■ DIRECTIONS FOR THIS TASK: Go through the material and return every line that contains the string "bridge".

■ RECORDS SUPPLIED:
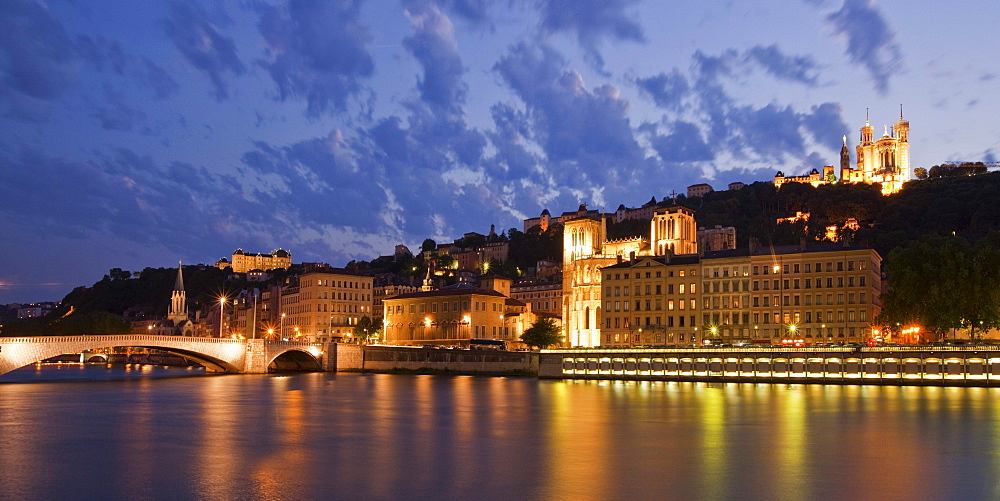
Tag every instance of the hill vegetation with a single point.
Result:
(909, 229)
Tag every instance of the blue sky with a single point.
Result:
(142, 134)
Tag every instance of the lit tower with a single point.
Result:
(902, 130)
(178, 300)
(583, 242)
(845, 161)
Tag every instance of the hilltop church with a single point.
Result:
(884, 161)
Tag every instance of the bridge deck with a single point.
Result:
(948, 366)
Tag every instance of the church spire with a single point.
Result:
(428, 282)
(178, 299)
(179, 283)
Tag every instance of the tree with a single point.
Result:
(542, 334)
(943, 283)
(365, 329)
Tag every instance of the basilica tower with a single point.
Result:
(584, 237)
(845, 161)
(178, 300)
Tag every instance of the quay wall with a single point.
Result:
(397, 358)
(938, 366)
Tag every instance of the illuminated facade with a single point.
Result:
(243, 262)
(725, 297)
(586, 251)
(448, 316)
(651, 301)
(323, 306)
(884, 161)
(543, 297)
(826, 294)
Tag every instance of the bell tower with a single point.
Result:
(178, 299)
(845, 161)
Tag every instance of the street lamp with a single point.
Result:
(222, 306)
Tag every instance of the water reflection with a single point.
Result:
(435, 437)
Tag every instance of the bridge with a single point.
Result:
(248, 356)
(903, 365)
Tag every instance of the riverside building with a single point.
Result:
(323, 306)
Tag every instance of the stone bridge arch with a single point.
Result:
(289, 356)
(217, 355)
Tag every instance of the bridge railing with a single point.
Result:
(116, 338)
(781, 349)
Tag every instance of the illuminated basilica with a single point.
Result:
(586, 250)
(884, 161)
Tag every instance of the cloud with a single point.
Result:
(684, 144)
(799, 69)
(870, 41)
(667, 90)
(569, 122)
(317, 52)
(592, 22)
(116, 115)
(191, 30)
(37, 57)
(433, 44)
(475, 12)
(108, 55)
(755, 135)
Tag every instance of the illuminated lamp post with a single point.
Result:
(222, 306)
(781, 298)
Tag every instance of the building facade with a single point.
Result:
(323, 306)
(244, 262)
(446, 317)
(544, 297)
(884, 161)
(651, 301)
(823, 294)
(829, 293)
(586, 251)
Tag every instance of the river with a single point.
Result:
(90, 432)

* * *

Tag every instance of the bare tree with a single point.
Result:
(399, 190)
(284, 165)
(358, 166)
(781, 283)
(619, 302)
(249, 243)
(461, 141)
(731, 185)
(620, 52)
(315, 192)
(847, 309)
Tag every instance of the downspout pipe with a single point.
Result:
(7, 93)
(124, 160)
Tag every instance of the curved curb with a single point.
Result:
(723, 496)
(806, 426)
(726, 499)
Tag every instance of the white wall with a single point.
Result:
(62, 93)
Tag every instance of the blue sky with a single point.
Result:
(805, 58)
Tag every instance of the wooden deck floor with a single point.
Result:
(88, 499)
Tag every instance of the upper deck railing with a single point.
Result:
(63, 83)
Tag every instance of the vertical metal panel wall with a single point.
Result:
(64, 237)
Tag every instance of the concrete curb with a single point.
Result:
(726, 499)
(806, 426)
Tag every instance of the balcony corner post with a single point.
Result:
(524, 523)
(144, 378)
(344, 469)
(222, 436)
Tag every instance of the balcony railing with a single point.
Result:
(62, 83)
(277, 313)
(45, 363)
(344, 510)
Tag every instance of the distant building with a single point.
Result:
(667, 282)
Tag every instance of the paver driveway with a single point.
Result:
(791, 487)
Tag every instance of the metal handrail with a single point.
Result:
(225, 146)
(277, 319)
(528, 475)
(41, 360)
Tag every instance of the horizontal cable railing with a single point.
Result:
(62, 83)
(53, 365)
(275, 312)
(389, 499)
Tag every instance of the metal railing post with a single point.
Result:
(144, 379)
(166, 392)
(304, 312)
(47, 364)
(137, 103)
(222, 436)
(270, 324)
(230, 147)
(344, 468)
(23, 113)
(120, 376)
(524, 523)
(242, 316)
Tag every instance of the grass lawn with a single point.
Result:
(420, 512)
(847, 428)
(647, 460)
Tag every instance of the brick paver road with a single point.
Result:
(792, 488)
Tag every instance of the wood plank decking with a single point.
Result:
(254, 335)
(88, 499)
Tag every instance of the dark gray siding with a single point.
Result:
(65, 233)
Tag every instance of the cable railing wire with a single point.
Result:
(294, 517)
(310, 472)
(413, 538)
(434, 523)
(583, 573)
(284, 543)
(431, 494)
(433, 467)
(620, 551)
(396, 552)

---

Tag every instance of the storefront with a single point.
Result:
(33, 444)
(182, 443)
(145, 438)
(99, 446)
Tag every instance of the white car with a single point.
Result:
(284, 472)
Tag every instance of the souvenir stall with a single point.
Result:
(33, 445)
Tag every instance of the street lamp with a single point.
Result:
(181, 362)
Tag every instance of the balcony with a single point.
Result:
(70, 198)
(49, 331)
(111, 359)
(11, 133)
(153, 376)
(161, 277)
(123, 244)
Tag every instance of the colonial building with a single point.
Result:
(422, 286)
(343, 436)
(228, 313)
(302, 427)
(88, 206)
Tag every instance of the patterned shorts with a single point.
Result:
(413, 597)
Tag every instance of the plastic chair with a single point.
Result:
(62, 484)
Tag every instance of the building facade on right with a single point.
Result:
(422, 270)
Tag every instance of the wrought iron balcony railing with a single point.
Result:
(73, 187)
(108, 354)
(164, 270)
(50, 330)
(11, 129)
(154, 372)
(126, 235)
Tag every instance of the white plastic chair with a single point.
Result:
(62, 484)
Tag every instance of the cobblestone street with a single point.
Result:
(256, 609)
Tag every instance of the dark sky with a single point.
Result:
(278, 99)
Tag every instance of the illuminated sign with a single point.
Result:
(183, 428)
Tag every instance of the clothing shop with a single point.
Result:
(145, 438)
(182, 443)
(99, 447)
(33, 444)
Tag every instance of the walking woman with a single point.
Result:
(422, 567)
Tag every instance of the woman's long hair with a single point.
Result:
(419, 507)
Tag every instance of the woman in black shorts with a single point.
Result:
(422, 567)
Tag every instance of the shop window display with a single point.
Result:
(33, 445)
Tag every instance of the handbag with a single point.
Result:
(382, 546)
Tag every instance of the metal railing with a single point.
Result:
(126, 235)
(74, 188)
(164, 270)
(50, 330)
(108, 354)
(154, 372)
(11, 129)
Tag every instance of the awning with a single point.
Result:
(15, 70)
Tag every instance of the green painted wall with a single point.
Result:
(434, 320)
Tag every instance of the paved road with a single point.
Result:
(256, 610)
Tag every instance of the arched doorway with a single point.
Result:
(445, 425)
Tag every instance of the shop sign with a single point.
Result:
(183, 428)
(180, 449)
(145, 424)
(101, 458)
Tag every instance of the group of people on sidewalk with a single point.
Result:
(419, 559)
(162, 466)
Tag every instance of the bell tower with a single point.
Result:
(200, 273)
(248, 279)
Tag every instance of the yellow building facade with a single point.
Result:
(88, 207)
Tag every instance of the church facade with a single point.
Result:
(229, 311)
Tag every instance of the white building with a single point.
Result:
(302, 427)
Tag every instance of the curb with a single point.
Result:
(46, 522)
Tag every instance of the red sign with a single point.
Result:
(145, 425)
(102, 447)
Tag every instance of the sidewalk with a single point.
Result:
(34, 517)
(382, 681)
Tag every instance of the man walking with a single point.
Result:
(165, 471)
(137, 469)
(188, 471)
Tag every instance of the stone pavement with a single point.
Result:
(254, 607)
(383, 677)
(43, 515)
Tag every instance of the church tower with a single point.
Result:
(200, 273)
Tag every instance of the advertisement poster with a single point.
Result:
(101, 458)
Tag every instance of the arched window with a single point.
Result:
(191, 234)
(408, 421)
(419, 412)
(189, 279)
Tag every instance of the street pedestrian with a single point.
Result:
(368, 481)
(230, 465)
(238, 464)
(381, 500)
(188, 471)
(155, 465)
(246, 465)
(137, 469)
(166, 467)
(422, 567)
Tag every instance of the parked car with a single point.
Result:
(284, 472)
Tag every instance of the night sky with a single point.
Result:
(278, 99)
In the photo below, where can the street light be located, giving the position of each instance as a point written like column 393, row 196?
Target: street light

■ EXPECTED OUTPUT:
Tag every instance of the bridge deck with a single point.
Tag every instance of the bridge with a single point.
Tag every instance of the stone bridge arch with a single point.
Tag every instance of the bridge railing with a single point.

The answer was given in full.